Conjunto de tarefas:
**a)** No texto sobre o Quilombo do Grotão, em que dia a entrada é franca?
**b)** Segundo o texto sobre o Quilombo do Grotão, por que a família de Renatão perdeu a atividade de plantar banana? Responda em até três frases.
**c)** Retome o texto sobre o Quilombo do Grotão logo depois da última frase mostrada.

Texto para leitura:
/---

O espaço já foi uma fazenda, lidou com repressão e desapropriação. Hoje, é símbolo de resistência cultural, trazendo música, culinária e história preta.
Por Francisco Campos

O Quilombo do Grotão, localizado no Parque Estadual da Serra da Tiririca, é aberto para todos os públicos, oferecendo uma rica visitação com atividades focadas na cultura preta. Rodas de samba, oficinas de percussão, capoeira e o famoso feijão na lenha compõem parte da programação, que se renova todo início de mês. No último sábado do mês, a entrada é franca.
Quem visita o local imediatamente se depara com placas que contam sobre a história de mais de 24 anos do espaço enquanto ponto de cultura, além de seus antecedentes, que têm início já após a abolição legal da escravatura. Renatão, que é hoje o maior responsável e símbolo do Quilombo do Grotão, falou em entrevista sobre as dificuldades nessa trajetória.
“A gente está aqui com uma nova vida. Na realidade, nossa vida era plantar. Meus avós vieram aqui trabalhar para a fazenda, trabalharam por 28 anos. Quando a fazenda faliu, nós ganhamos 2 alqueires e meio e 2000 mudas de banana. Produzíamos 2000kg de banana por mês. Virou parque e nós fomos desapropriados. A partir do momento que você não pode mais limpar o bananal, foi criando mato e a gente perdeu essa atividade[…]”

\---

[Exemplos de rotulagem de pontos]
/---

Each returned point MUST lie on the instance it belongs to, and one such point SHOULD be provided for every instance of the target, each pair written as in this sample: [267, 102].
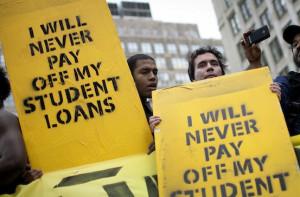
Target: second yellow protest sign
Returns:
[73, 90]
[230, 139]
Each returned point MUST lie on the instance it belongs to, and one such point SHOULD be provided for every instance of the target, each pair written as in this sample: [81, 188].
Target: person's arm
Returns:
[252, 53]
[275, 88]
[284, 89]
[13, 157]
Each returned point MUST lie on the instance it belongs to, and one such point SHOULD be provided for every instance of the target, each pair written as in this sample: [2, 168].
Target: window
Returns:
[181, 77]
[234, 24]
[123, 45]
[265, 19]
[264, 60]
[298, 14]
[194, 47]
[146, 47]
[279, 7]
[163, 76]
[179, 63]
[171, 48]
[244, 7]
[220, 49]
[284, 71]
[132, 47]
[184, 49]
[113, 7]
[276, 50]
[227, 3]
[161, 63]
[241, 51]
[159, 48]
[258, 3]
[286, 25]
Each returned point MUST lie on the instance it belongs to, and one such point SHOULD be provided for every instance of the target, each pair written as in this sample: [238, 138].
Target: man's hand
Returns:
[275, 88]
[252, 53]
[153, 122]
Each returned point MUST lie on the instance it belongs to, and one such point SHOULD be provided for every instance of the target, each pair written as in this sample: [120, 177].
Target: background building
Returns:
[237, 16]
[168, 43]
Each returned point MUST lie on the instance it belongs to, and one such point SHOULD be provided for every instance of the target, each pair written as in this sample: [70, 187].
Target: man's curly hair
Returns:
[5, 87]
[203, 50]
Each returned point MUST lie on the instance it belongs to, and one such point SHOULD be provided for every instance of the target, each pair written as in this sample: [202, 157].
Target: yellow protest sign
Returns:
[73, 90]
[133, 175]
[230, 139]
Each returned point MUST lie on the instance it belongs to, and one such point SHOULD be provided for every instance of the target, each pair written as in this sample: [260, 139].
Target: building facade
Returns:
[238, 16]
[168, 43]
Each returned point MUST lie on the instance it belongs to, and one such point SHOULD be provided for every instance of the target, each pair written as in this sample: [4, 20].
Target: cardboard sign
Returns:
[129, 176]
[73, 90]
[230, 139]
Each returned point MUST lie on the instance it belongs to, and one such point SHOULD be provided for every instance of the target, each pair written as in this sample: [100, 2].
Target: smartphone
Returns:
[258, 35]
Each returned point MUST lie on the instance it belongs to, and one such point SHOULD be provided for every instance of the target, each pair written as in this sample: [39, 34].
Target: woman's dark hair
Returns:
[131, 61]
[5, 87]
[200, 51]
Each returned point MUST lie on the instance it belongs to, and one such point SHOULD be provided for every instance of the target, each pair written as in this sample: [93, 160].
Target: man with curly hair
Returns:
[14, 166]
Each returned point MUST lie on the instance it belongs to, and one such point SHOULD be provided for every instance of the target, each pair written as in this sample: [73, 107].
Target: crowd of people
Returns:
[208, 62]
[205, 62]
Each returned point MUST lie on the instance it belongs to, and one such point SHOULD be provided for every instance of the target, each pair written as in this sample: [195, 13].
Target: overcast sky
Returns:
[200, 12]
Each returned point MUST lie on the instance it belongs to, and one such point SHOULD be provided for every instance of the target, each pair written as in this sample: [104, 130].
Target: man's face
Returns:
[296, 49]
[145, 77]
[207, 66]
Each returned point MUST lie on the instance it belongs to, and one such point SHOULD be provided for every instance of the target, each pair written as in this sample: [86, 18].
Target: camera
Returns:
[258, 35]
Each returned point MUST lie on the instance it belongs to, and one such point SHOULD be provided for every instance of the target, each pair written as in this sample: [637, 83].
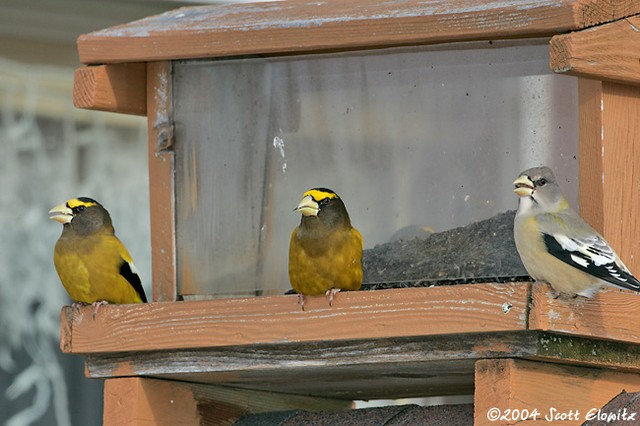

\---

Respostas por tarefa:
**a)** No último sábado do mês.

**b)** Quando a área virou parque, a família foi desapropriada e não pôde mais limpar o bananal. Com isso, o mato foi crescendo e eles perderam essa atividade.

**c)**
Renatão comenta também que o estabelecimento do Parque Estadual aconteceu sem o devido diálogo com os trabalhadores que dependiam das terras, implicando em uma luta pela sua permanência.
“Não, não teve essa troca. Eu cheguei lá, tipo assim: ‘os invasores da Serra da Tiririca’. A gente não sabia que ia vir um projeto de lei de desapropriação. Para frequentarmos todas as reuniões com as associações de condomínio, tinha que ter um CNPJ, montar nossa associação. Para ter a associação, custava dinheiro, e o feijão na lenha foi nossa fonte de renda por 3 anos para tentar conseguir a associação. Depois surgiram as propostas de fazer as rodas de samba, aí nós iniciamos essa jornada de manutenção da cultura afro”.

Hoje, o lugar conquista todos os tipos de público através das belezas da cultura afro-brasileira. O samba de fé, por exemplo, é uma roda de samba marcada por traços rítmicos e composições sobre religiões de matriz africana e suas entidades, para combater a intolerância religiosa e normalizar esses elementos diante de todos os olhares. Já o samba das mulheres é comandado por um grupo de 7 musicistas negras. Renatão acrescentou sobre a motivação desse projeto, que teve influência de Marielle Franco:
“A ideia é a gente conseguir conversar que a mulher preta não é só a cozinheira, não é só a faxineira. Esse projeto eu fiz por conta de uma pessoa que muito valorizou a gente e se interessou pela nossa história que foi a Marielle. Marielle conseguiu fazer uma emenda quando o projeto de desapropriação foi votado.”
O Quilombo do Grotão se afirma como um espaço democrático e tem a resistência cultural e ambiental como principais motivos de sua existência. A programação está sempre disponível nas redes sociais do lugar e suas atualizações constam sempre na página oficial do instagram: @quilombodogrotao.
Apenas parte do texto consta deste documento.